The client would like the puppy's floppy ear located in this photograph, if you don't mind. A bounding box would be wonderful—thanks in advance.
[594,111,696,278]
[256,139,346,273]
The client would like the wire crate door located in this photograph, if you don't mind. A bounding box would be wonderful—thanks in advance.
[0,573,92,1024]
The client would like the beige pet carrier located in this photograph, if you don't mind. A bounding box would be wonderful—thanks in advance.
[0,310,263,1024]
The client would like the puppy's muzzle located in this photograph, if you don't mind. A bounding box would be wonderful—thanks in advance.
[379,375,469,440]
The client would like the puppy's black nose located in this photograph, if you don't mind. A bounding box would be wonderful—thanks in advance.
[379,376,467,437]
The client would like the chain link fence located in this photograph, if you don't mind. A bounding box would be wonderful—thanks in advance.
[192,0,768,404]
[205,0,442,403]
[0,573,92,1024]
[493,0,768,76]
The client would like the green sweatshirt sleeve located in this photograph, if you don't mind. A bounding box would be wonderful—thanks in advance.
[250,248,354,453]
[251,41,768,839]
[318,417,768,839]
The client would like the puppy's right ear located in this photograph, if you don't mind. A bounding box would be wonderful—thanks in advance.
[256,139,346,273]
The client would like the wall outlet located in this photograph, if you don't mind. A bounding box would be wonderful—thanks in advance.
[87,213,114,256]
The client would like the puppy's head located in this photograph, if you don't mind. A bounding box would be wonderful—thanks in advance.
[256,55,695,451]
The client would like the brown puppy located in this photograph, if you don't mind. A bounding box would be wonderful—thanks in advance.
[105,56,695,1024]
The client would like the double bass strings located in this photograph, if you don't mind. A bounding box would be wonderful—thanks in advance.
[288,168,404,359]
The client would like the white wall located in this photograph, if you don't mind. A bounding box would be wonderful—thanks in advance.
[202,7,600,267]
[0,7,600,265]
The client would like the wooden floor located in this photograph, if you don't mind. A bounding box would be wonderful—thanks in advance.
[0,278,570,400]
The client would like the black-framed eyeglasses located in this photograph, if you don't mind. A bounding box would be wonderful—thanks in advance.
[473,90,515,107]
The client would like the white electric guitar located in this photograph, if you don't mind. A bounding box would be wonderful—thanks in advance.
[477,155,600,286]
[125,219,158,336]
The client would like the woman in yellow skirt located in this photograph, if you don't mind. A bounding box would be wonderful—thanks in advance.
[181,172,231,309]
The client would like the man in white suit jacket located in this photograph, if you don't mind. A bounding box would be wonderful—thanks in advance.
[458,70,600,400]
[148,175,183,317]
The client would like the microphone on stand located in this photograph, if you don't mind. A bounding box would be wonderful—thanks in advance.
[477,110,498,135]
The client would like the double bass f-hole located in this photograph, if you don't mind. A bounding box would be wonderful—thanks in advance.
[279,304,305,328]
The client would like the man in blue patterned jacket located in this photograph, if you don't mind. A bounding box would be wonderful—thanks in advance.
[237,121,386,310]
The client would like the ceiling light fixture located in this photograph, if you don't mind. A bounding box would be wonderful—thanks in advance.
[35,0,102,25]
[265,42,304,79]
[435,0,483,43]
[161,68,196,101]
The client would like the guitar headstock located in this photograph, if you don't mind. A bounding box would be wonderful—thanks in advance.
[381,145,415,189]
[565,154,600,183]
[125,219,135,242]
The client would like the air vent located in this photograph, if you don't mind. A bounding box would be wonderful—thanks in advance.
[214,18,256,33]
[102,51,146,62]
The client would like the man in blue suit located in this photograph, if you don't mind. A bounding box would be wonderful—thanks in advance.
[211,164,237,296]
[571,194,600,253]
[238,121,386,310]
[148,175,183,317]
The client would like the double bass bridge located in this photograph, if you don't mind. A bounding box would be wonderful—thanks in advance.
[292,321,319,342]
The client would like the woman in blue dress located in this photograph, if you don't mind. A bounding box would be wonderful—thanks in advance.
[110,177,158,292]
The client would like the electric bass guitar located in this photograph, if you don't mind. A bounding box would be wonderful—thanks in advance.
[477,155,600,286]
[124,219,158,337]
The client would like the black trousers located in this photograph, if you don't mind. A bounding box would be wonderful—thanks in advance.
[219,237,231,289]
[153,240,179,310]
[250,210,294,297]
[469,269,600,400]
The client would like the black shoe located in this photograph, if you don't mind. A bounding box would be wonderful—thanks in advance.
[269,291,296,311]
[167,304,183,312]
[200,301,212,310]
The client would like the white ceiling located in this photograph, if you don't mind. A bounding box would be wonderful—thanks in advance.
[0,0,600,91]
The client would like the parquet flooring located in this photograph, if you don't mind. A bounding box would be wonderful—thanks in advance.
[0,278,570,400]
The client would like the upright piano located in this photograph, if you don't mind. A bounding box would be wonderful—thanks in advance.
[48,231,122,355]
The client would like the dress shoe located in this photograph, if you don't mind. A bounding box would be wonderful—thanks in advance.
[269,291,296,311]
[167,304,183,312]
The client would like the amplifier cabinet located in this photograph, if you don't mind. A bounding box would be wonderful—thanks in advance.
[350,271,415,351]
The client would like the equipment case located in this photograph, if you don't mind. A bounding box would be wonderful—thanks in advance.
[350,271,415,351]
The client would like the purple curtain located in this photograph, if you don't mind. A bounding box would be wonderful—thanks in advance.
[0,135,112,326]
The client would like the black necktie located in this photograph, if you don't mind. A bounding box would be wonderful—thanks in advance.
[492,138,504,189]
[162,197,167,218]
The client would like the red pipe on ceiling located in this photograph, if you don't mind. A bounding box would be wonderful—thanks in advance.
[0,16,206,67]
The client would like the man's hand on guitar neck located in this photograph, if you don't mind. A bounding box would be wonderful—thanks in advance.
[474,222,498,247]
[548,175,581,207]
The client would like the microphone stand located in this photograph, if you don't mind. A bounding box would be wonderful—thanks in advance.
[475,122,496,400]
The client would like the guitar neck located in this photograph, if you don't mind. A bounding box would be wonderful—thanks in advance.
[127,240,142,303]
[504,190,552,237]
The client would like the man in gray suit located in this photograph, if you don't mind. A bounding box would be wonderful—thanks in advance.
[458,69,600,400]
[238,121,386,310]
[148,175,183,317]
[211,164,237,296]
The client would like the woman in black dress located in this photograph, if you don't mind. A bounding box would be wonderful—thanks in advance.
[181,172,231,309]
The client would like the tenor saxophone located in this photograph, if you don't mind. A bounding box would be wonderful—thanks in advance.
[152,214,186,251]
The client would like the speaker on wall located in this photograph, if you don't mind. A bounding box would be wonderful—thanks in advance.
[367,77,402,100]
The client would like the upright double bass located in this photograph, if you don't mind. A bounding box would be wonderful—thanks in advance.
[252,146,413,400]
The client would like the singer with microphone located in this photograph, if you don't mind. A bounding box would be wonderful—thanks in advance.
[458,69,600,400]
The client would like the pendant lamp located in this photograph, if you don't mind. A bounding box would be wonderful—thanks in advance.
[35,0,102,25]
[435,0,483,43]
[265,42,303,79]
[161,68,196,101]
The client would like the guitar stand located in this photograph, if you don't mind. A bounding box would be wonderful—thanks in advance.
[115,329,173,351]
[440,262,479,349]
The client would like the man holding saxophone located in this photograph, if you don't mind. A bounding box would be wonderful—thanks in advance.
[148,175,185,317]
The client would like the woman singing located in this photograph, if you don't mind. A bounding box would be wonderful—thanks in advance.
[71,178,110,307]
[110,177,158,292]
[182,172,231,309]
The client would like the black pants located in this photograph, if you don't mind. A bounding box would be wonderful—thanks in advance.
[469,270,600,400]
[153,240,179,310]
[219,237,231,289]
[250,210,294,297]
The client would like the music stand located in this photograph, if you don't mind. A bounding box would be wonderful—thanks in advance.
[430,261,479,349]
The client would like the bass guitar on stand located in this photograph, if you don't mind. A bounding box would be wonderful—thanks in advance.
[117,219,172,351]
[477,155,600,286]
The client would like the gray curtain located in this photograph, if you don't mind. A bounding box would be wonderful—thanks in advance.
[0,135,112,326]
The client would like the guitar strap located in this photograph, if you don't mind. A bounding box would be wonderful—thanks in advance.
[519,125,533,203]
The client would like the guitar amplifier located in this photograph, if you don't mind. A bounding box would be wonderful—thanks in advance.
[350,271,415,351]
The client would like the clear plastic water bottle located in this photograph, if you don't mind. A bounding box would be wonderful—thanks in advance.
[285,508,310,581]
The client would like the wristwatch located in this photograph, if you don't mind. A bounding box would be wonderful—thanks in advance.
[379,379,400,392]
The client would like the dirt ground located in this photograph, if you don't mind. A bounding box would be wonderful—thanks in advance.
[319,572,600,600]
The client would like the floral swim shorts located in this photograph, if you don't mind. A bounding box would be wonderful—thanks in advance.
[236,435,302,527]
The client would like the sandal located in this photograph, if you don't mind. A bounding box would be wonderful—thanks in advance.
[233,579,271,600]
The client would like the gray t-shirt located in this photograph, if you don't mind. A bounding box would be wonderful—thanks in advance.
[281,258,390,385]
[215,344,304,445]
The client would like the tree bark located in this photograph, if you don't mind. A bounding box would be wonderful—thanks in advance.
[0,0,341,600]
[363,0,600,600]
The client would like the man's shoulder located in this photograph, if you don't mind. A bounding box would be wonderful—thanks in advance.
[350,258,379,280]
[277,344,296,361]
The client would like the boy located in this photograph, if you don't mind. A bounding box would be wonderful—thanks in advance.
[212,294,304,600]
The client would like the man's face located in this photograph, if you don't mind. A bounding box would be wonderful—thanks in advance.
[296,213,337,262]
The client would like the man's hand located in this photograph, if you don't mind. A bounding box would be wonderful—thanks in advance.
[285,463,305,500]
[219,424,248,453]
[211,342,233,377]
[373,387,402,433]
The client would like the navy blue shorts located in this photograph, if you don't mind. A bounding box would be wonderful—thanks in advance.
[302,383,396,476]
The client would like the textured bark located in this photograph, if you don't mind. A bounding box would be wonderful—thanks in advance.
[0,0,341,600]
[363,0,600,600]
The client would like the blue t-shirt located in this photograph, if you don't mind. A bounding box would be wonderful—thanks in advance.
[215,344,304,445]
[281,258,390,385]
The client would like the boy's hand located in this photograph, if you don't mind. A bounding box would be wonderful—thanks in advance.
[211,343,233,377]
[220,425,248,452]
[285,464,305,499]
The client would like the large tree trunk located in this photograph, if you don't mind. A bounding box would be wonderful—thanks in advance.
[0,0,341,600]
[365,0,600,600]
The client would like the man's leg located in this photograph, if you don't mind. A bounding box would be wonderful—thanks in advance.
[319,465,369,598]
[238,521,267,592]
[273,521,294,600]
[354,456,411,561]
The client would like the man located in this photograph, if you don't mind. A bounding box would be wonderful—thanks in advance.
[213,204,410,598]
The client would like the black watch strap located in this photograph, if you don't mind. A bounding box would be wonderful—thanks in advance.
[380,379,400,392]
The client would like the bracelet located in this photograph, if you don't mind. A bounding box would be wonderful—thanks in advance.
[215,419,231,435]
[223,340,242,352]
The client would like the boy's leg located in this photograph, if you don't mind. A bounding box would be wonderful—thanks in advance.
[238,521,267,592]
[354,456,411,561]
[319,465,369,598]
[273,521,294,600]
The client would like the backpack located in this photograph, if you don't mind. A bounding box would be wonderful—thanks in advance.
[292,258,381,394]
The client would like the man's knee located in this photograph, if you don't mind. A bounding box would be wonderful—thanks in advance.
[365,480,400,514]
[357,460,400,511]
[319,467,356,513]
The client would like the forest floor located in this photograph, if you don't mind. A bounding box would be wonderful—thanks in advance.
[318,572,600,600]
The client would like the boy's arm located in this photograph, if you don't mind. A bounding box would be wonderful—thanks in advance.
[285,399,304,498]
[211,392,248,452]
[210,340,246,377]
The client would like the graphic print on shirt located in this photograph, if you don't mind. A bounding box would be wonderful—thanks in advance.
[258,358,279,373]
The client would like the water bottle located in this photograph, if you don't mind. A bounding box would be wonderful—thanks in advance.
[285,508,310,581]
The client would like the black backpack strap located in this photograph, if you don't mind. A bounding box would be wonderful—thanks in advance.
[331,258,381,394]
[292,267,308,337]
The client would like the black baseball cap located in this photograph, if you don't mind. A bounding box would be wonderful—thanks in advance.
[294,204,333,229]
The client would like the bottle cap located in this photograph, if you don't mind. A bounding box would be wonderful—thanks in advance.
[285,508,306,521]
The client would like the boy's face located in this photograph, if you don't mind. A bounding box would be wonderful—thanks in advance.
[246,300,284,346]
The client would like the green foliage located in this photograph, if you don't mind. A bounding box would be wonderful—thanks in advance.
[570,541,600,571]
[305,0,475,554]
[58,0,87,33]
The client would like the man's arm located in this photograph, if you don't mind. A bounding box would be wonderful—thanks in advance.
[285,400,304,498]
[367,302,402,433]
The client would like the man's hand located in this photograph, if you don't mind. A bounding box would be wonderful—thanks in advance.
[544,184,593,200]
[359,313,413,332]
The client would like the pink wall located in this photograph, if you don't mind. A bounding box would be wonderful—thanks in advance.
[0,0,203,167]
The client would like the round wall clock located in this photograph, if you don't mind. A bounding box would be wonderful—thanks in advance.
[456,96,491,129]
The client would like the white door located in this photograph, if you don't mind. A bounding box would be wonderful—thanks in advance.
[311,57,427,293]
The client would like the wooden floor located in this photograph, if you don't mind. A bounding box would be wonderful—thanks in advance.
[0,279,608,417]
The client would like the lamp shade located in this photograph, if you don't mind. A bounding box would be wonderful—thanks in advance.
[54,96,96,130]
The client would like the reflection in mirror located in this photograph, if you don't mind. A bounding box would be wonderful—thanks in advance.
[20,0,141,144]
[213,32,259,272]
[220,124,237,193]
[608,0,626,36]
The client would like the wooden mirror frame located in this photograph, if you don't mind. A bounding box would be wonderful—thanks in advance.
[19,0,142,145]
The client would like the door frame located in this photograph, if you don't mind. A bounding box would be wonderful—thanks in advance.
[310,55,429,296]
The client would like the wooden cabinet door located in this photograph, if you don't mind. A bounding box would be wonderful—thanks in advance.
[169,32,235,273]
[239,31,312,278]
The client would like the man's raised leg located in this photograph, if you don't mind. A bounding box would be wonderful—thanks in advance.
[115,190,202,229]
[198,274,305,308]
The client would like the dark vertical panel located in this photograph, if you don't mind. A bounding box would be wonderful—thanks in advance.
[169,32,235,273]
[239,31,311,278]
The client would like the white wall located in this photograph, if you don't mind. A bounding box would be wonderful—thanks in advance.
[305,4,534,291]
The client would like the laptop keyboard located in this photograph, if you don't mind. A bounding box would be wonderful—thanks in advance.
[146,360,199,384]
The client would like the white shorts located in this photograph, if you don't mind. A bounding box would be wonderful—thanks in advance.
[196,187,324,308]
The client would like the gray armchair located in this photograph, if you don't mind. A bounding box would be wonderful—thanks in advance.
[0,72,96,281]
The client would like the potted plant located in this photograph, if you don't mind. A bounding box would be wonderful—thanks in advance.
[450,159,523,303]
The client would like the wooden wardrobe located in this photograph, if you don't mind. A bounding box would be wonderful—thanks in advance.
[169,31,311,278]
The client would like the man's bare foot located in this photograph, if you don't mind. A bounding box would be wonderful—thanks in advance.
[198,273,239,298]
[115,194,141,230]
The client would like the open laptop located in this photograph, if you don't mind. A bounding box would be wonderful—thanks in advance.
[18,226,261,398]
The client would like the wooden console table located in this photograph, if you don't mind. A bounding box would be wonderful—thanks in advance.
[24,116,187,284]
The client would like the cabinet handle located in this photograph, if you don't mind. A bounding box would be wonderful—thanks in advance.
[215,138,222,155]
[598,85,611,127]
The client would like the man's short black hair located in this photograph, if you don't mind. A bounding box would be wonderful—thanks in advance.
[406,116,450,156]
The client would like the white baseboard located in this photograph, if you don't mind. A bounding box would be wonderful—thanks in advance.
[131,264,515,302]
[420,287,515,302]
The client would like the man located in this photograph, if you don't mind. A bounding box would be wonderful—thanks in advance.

> PROMPT: Please render the material from the line with "The client would like the black watch" to the line with "[319,467,356,513]", both included, as a numbered list with blank lines left out.

> ANSWER:
1. The client would like the black watch strap located in this photograph, if you don't mind. A bounding box would be wonderful—thanks in advance.
2. [380,379,400,392]
3. The client would like the bracelet located in this photograph, if you don't mind. A bounding box would be wonderful—thanks in advance.
4. [215,419,231,435]
5. [223,340,242,352]
6. The client would like the boy's leg located in this photograph, if you don't mind. A bounding box would be wonderful—thanks in advance.
7. [238,521,267,592]
8. [354,456,411,561]
9. [319,465,369,598]
10. [273,521,294,600]
11. The client would like the backpack located in this photograph, if you don't mind. A bounding box would be wonderful—thanks in advance.
12. [292,258,381,394]
13. The client would like the man's knee located in this photograph, if you don't mind. A bounding box would be wonderful—thanks in advance.
14. [365,480,400,514]
15. [357,460,400,511]
16. [319,467,356,513]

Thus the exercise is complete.